Requirements - Rewrite the items below in full, from the line containing "Where is the sky" through the end of the items, adding 26 to every coordinate in the answers and leaving every other number unchanged.

Given records -
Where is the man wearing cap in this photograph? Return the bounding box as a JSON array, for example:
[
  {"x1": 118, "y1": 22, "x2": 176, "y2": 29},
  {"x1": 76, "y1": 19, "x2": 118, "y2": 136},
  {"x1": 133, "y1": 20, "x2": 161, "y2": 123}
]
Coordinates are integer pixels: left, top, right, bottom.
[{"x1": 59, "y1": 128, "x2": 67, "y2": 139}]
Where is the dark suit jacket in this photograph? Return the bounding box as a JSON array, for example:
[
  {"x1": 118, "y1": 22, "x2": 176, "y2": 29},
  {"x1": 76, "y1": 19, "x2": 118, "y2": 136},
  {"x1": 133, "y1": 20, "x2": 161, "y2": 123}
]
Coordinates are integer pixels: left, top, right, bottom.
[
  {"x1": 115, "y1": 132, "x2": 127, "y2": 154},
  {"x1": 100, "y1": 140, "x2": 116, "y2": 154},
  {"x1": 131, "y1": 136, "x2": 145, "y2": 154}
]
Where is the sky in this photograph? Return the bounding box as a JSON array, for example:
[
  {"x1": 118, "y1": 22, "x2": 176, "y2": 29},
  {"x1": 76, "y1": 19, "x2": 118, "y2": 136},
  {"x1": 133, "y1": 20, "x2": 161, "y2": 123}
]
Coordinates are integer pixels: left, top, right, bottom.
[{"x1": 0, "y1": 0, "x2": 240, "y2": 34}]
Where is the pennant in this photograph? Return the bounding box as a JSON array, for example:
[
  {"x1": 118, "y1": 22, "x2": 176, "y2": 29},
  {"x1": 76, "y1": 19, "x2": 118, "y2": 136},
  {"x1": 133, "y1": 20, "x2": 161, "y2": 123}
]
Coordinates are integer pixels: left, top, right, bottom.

Final result -
Where is the sky in this photograph? Return the bounding box as a JSON array, for example:
[
  {"x1": 118, "y1": 22, "x2": 176, "y2": 29},
  {"x1": 76, "y1": 19, "x2": 118, "y2": 136},
  {"x1": 133, "y1": 20, "x2": 161, "y2": 123}
]
Coordinates are integer pixels: left, top, right, bottom.
[{"x1": 26, "y1": 26, "x2": 266, "y2": 60}]
Where is the pennant in this photograph? Return the bounding box as a JSON array, for example:
[
  {"x1": 118, "y1": 22, "x2": 176, "y2": 29},
  {"x1": 76, "y1": 19, "x2": 118, "y2": 136},
  {"x1": 133, "y1": 20, "x2": 161, "y2": 123}
]
Coordinates are integer pixels: left, top, right, bottom.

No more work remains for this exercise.